Instructions to follow.
Reproduce each line exactly, including spacing and punctuation.

(Rows from a pointing dataset)
++++++++++
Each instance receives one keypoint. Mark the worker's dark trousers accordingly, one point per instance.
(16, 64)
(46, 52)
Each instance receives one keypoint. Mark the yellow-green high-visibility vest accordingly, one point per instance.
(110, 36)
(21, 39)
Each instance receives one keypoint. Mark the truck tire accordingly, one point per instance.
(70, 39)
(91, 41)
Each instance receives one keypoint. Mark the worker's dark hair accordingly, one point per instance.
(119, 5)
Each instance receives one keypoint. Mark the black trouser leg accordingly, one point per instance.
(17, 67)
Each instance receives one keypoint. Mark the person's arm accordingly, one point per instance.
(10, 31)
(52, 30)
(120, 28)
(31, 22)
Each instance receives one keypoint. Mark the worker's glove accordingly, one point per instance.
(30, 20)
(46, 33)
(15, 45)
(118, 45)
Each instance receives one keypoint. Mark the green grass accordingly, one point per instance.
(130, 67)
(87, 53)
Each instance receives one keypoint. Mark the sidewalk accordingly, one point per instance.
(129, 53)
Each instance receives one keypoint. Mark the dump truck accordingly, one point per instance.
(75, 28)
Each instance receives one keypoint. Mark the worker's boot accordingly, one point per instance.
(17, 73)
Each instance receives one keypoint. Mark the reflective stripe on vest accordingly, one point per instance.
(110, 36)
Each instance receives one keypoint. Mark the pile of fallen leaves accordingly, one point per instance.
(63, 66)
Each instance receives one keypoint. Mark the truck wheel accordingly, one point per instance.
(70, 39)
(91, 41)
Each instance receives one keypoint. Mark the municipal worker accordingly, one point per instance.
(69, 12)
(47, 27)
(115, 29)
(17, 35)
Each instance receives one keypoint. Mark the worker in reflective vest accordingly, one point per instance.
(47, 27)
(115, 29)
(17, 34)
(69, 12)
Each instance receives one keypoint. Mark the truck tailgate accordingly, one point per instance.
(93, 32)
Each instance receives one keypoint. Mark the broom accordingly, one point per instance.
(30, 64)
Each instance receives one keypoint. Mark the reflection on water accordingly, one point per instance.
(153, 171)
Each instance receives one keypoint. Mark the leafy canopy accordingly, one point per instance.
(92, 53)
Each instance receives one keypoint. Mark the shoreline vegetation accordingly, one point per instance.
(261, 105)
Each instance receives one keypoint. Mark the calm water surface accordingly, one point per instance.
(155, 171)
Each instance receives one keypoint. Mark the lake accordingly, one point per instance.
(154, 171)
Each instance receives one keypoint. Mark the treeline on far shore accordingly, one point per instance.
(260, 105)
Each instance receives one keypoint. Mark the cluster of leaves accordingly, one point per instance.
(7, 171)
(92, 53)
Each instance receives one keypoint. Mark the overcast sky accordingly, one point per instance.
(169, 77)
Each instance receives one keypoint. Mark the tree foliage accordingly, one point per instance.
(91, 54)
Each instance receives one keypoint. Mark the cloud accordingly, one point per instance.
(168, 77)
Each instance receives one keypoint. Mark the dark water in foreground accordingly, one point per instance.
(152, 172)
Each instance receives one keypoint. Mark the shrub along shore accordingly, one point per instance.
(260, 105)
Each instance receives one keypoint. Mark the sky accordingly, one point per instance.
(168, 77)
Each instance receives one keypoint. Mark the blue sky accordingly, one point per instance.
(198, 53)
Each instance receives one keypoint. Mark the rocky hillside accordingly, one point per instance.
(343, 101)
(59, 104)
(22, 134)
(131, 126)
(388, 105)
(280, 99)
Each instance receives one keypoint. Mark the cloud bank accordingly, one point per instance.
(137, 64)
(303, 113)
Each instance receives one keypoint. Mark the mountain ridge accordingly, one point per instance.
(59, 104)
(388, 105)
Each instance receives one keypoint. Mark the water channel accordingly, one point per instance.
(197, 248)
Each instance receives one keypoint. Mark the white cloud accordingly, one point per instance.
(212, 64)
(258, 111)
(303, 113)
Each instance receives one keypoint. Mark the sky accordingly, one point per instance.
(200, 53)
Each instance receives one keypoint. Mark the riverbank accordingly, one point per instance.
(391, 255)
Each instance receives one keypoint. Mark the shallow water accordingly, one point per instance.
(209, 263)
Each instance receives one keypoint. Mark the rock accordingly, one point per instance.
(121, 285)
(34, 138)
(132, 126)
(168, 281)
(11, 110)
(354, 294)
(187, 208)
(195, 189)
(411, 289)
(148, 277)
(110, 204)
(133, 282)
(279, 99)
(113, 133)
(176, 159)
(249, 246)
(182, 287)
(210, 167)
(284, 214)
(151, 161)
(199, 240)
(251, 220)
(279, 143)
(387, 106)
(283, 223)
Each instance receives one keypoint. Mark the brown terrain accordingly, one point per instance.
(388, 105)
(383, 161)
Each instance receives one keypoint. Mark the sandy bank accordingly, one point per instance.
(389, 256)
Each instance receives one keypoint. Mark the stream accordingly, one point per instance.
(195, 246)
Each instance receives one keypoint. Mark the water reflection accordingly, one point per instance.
++++++++++
The completed task.
Each instance receives one keypoint. Mark the worker's dark trousers accordingly, one point per instance.
(16, 64)
(46, 52)
Each instance receives one keypoint. Mark the yellow-green high-visibility vest accordingly, one point per instance.
(110, 36)
(21, 39)
Each instance receives one keypoint. Mark the truck tire accordingly, one point per instance.
(70, 39)
(91, 41)
Each instance receives one keypoint. Mark the worker's dark hair accordingly, one point per instance.
(119, 5)
Each instance receives one keypoint. Mark the black trouser leg accordingly, one point per instance.
(17, 67)
Each instance receives one keypoint. Mark the person's arm accordingly, one point per instance.
(10, 31)
(52, 30)
(120, 28)
(31, 22)
Each instance receives one keypoint. Mark the worker's glove accordingly, one point per instance.
(30, 20)
(46, 33)
(15, 45)
(118, 45)
Each instance receives one keypoint. Mark the green grass accordingly, one point per instance.
(130, 67)
(87, 53)
Each instance receives one keypoint. Mark the sidewalk accordingly, one point per instance.
(129, 53)
Each instance receives one keypoint. Mark the dump truck accordingly, one point per instance.
(75, 28)
Each instance receives one keypoint. Mark the worker's boot accordingly, one point per instance.
(17, 73)
Each instance receives one keypoint. Mark the reflective stripe on vest accordingly, one point per instance.
(110, 36)
Each instance receives one keypoint. Mark the pile of fallen leaves accordingly, one point per instance.
(63, 66)
Each instance receives one keypoint. Mark the truck wheel accordingly, one point per instance.
(70, 39)
(91, 41)
Each instance receives one keypoint. Mark the municipal worker accordingly, one point per instance.
(69, 12)
(47, 27)
(115, 29)
(17, 35)
Each instance receives one keypoint. Mark the worker in reflective vest accordingly, one point per instance.
(47, 27)
(115, 29)
(17, 34)
(69, 12)
Each instance receives one keypoint. Mark the truck tailgate accordingly, one point per instance.
(93, 32)
Each instance receives one keypoint. Mark the broom accordingly, one point per instance.
(30, 64)
Each instance receives one keypoint. Mark the reflection on water accordingly, one point per instance.
(153, 171)
Each instance receives one keypoint. Mark the leafy canopy accordingly, one point per instance.
(92, 53)
Each instance receives one keypoint. Mark the shoreline vegetation accordingly, one point per instance.
(261, 105)
Each instance receives one keypoint. Mark the calm water surface accordingly, one point per instance.
(155, 171)
Each instance receives one keypoint. Mark the lake accordingly, one point per instance.
(154, 171)
Each instance receives one keypoint. Mark the treeline on far shore accordingly, one point per instance.
(260, 105)
Each instance receives one keypoint. Mark the cluster of leaves accordingly, one point per instance.
(7, 171)
(92, 53)
Each instance receives one keypoint. Mark the overcast sky accordingly, one point per instance.
(169, 77)
Each instance receives one keypoint. Mark the tree foliage accordingly, one point per instance.
(91, 54)
Each instance receives one keypoint. Mark the cloud accordingly, one point per instance.
(168, 77)
Each instance receives one keypoint. Mark the dark water in foreground accordingly, one point per instance.
(152, 172)
Each instance receives one keypoint. Mark the shrub along shore accordingly, one point per instance.
(260, 105)
Each instance receives one keypoint. Mark the sky accordingly, one point per instance.
(168, 77)
Each instance receives one keypoint. Mark the blue sky accordingly, one point per instance.
(198, 53)
Each instance receives one keypoint. Mark the rocky hillside accordingly, one point per instance.
(343, 101)
(59, 104)
(22, 134)
(131, 126)
(388, 105)
(280, 99)
Each instance receives one keypoint. Mark the cloud bank accordingly, one point per instance.
(137, 64)
(303, 113)
Each instance receives one keypoint. Mark the mountain ridge accordingly, one point per instance.
(59, 104)
(388, 105)
Each instance receives one keypoint. Mark the water channel accordingly, one point per instance.
(197, 248)
Each instance receives one keypoint. Mark the white cloud accordingly, one point per instance.
(212, 64)
(258, 111)
(303, 113)
Each instance receives one keypoint. Mark the sky accordingly, one point per instance.
(200, 53)
Each instance receives one keypoint. Mark the riverbank accordingly, one point per instance.
(391, 255)
Each instance receives one keypoint. Mark the shallow water accordingly, one point per instance.
(209, 263)
Each instance receives one keypoint. Mark the rock accordingly, one point per instance.
(121, 285)
(34, 138)
(132, 126)
(168, 281)
(11, 110)
(354, 294)
(187, 208)
(195, 189)
(411, 289)
(148, 277)
(110, 204)
(133, 282)
(279, 99)
(113, 133)
(176, 159)
(249, 246)
(182, 287)
(210, 167)
(284, 214)
(151, 161)
(199, 240)
(251, 220)
(279, 143)
(387, 106)
(283, 223)
Each instance receives one keypoint. Mark the brown terrain accordingly, one point per instance.
(388, 105)
(383, 161)
Each instance receives one keypoint. Mark the sandy bank accordingly, one point per instance.
(389, 256)
Each instance receives one keypoint. Mark the stream accordingly, one point per instance.
(195, 246)
Each instance receives one keypoint. Mark the water reflection accordingly, one point per instance.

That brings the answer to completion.